■ **Your task**
Nothing in the records may be left out; restate them word for word.

(Point localization data)
========================

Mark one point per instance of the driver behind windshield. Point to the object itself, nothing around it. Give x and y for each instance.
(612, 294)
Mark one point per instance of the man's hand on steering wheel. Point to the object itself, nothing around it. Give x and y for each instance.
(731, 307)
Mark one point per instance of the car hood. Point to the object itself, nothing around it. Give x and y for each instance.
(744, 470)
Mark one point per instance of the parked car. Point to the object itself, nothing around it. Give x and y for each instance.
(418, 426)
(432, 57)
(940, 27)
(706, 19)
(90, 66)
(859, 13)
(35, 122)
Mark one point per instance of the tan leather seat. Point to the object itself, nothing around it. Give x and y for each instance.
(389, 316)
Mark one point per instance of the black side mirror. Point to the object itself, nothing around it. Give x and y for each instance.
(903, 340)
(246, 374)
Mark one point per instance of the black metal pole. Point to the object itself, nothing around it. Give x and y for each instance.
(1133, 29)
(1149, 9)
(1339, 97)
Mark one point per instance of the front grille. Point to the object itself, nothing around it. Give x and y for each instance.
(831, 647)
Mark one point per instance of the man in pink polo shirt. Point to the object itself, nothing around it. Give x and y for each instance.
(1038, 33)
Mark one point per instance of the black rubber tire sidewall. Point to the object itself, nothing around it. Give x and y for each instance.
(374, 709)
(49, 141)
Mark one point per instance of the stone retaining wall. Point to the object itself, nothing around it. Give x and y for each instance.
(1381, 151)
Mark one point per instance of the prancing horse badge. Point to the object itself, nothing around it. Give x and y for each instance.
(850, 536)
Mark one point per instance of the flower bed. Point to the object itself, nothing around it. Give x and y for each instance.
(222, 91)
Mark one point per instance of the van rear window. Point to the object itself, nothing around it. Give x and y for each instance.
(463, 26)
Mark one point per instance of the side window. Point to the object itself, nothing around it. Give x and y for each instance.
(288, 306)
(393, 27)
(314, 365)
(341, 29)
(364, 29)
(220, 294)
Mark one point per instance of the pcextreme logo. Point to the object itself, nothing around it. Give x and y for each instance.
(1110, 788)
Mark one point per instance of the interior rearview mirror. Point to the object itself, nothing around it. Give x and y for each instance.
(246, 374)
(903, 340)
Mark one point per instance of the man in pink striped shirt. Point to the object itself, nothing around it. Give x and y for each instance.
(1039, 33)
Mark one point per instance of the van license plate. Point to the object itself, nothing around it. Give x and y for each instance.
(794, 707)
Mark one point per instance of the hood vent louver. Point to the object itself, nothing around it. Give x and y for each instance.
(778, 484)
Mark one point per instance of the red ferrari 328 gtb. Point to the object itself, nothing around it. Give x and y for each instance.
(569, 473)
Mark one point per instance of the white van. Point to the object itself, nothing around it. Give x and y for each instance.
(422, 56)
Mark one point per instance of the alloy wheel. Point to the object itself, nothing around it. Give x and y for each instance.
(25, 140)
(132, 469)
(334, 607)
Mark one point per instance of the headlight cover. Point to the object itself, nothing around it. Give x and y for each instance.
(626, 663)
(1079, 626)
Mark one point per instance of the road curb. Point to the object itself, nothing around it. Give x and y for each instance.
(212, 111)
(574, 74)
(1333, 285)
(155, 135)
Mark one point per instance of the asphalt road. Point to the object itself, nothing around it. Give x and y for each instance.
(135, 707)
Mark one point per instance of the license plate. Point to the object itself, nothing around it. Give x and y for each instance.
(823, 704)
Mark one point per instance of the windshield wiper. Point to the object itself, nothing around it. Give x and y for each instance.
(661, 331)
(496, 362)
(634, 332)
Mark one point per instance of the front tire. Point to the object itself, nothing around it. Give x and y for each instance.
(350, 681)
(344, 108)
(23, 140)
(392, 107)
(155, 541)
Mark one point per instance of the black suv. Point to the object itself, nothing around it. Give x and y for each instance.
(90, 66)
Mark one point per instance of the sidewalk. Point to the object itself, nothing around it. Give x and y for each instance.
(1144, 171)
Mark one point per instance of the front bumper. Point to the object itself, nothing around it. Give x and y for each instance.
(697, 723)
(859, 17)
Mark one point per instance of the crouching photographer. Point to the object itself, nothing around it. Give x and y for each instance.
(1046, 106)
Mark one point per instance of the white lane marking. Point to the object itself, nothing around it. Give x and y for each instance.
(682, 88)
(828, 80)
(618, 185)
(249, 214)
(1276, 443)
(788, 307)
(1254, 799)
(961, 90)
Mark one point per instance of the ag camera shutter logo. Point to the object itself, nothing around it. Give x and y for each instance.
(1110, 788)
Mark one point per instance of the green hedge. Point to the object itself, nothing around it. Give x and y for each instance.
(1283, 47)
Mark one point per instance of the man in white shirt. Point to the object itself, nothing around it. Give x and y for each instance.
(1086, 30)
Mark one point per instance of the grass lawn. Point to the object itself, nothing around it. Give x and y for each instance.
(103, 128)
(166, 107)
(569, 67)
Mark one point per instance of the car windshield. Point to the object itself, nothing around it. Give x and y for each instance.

========================

■ **Result**
Mark one point per instance of the driver behind windshield. Point to the object itself, nothing around it. Give x and y for each instance.
(612, 294)
Mark one point per instance of the man's hand on steering wheel. Point to the object itself, nothing around it. Give x and y for each instance.
(731, 307)
Mark one point per instance of the car hood. Point to the object itself, nothing around it. Give x and y for each instance.
(744, 470)
Mark one point per instance of the parked car. Point to the object itself, nothing around it. Give x and y for each instance.
(418, 426)
(432, 57)
(940, 27)
(706, 19)
(90, 66)
(859, 13)
(35, 122)
Mark one point per instance of the tan leather seat. Point to the object itself, nothing around it. Give x and y for each instance.
(389, 316)
Mark one point per instance of the black side mirror. Point to the object itself, nothing around it. Give x and y for each instance.
(903, 340)
(246, 374)
Mark one point per instance of the black metal pole. Point to the object itself, nothing around it. Give x and y for each instance.
(1133, 29)
(1149, 9)
(1339, 97)
Mark one point per instance of the front grille. Point to the object itself, nothing around it. Give x and y for each instance.
(831, 647)
Mark one point per instance of the man in pink polo shirt. Point to the object itself, nothing around it. Give x and y for each instance.
(1038, 33)
Mark one point per instance of the black rubber tire sidewall. Point to the object itself, nothing around it. Give x and y for each instance.
(374, 709)
(49, 141)
Mark one point per instance of the stone retaining wall. Point to the object itself, nothing around it. Give x and y for each instance.
(1381, 151)
Mark one point per instance of the prancing horse badge. Point to the object itself, nothing around it. Give x and y for each instance.
(850, 536)
Mark one point per instance of the flower bed. Point to the object itself, nothing around it. Give x and y for each instance.
(222, 91)
Mark one point per instance of the van rear window. Point to the object itself, nothing around it. Give x and y for each instance.
(463, 26)
Mark one point per instance of the side window. Point to the object itself, nothing around it. Give x and y for each instance.
(288, 306)
(393, 27)
(314, 365)
(341, 29)
(364, 29)
(220, 294)
Mark one point per instance of the pcextreme logo. Point to the object itself, nothing around it. Give x and y for each instance.
(1110, 788)
Mark one point per instance of the interior rearview mirror. Point to the object itself, nothing around it. Give x and y for each instance.
(246, 374)
(903, 340)
Mark one point per instance of the man in pink striped shirt. Point to the object itself, nothing around it. Give x and y for each instance.
(1039, 33)
Mark one point per instance of the van license plate. Point to the object itself, nothing around it. Give x and y for each instance.
(794, 707)
Mark one point per instance of the hood vent louver. Point to the object itself, nothing around it. Give x and y for each instance.
(778, 484)
Mark one point per instance of the red ferrari 328 gtb. Point to the object itself, nothing around it. Give x and y for each instance.
(569, 473)
Mark one point per instance of the white van. Point to the object itself, nothing around it. Give x and y for each instance.
(422, 56)
Mark one point per instance of the alloy wheel. Point to the object itself, nothing around it. Give x and y for each instance.
(25, 140)
(132, 469)
(334, 607)
Mark one point per instance of the headlight cover. Point to the object itself, nothing around it. Give x and y for each instance.
(626, 663)
(1079, 626)
Mark one point per instance of the road curb. Point to the object itself, nothing around it. Give x and y for each instance.
(212, 111)
(574, 74)
(1333, 285)
(155, 135)
Mark one point per instance of the asphalt road. Point to the object itself, nothing around it. Give x and y for each instance.
(135, 707)
Mark one point per instance of the license plate. Point to the object itself, nothing around it. Give x and y for each instance.
(823, 704)
Mark one point per instance of the windshield wiper. Point to the object itself, nothing around it. Give x and y for each instance.
(661, 331)
(496, 362)
(634, 332)
Mark one point per instance of the front tire. Point to the object itself, nothing around it. Give x and y for each instance.
(350, 681)
(344, 108)
(23, 140)
(392, 107)
(155, 541)
Mark one point per instance of the black suv. Point to the object itself, nothing around it. Give x and y for each instance.
(90, 66)
Mark one point per instance of the sidewalk. Point to the object itself, nothing around it. Give x and y for each instance.
(1144, 171)
Mark one point per instance of the front bumper. Point to the object itself, nothing around it. Give x and y for each instance.
(697, 723)
(859, 17)
Mark one point per instance of the crouching photographer. Point to the object itself, nothing around it. Give x and y for each instance.
(1046, 106)
Mark one point per instance of the white lane marking. Point to the object itself, nothing around it. Give x and y for each instance.
(682, 88)
(828, 80)
(618, 185)
(249, 214)
(1276, 443)
(788, 307)
(1254, 799)
(961, 90)
Mark one point per instance of the ag camera shutter logo. Point to the object itself, nothing around it. Give x and y for each instance.
(1110, 788)
Mark one point per instance of the green hedge. Point to the object itself, nothing around it. Give x and y for each instance.
(1283, 47)
Mark one point per instance of the man in white shirt. Point to the object itself, nothing around it. Give x and y for each instance.
(1086, 30)
Mark one point per instance of the grass lawn. Point to the object itself, nothing around it. Give x and y for each instance.
(103, 128)
(166, 107)
(569, 67)
Mark one point per instance of the car windshield. Point to the object itself, nothing around it. Give x and y for each instance.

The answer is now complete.